_Data shown_
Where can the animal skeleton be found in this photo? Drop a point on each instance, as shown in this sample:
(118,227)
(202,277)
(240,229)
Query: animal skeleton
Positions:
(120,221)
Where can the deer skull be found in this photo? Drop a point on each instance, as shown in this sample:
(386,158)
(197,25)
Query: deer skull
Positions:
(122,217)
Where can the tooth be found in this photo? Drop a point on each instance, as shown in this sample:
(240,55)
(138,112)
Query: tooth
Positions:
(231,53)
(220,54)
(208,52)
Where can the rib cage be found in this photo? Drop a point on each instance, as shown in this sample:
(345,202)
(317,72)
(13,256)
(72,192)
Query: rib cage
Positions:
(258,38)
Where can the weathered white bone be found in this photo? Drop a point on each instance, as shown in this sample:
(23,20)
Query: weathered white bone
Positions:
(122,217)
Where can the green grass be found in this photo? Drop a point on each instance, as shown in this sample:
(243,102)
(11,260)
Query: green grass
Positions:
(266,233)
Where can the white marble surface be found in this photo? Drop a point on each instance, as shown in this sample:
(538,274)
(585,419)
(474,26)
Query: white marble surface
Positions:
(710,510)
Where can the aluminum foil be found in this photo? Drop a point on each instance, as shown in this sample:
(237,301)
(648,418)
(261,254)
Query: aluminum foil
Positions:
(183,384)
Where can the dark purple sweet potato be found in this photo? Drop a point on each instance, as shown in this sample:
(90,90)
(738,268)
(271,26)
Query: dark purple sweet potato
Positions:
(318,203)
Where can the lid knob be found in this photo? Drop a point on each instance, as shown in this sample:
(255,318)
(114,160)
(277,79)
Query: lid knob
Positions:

_Work task_
Your task is to reproduce the whole listing exactly.

_Your response_
Where can the animal skeleton be found in this photo? Drop a point on each instance, as shown in this sample:
(118,227)
(202,277)
(240,229)
Query: animal skeleton
Positions:
(120,221)
Where can the deer skull be found in this photo? Drop a point on each instance, as shown in this sample:
(386,158)
(197,25)
Query: deer skull
Positions:
(122,217)
Where can the tooth be found in this photo? Drop a point on each instance, as shown in this sample:
(240,55)
(138,112)
Query: tooth
Positions:
(231,53)
(220,54)
(208,52)
Where can the rib cage be found in this photo? Drop a point on each instance, as shown in this sample:
(345,202)
(317,72)
(13,256)
(72,192)
Query: rib cage
Positions:
(258,38)
Where can the weathered white bone be found in this photo? Drop a point on each instance, as shown in this sample:
(23,20)
Query: weathered white bone
Positions:
(122,217)
Where can the green grass be found in this photo? Drop a point on each instance, as shown in this sample:
(243,102)
(11,260)
Query: green grass
Positions:
(266,233)
Where can the white marble surface be found in this photo? Drop a point on each instance, as shown in this sample:
(538,274)
(585,419)
(474,26)
Query: white marble surface
Positions:
(710,510)
Where can the aluminum foil be found in this photo? Drop a point on each instance, as shown in this sample:
(237,301)
(648,418)
(261,254)
Query: aluminum foil
Positions:
(183,384)
Where can the dark purple sweet potato be found in this photo? Drop a point on each instance, as shown in this sample:
(90,90)
(738,268)
(271,26)
Query: dark purple sweet potato
Positions:
(318,203)
Where can the lid knob be found in this photo? Drop a point on each instance, as shown in this sample:
(255,318)
(114,160)
(277,79)
Query: lid knob
Positions:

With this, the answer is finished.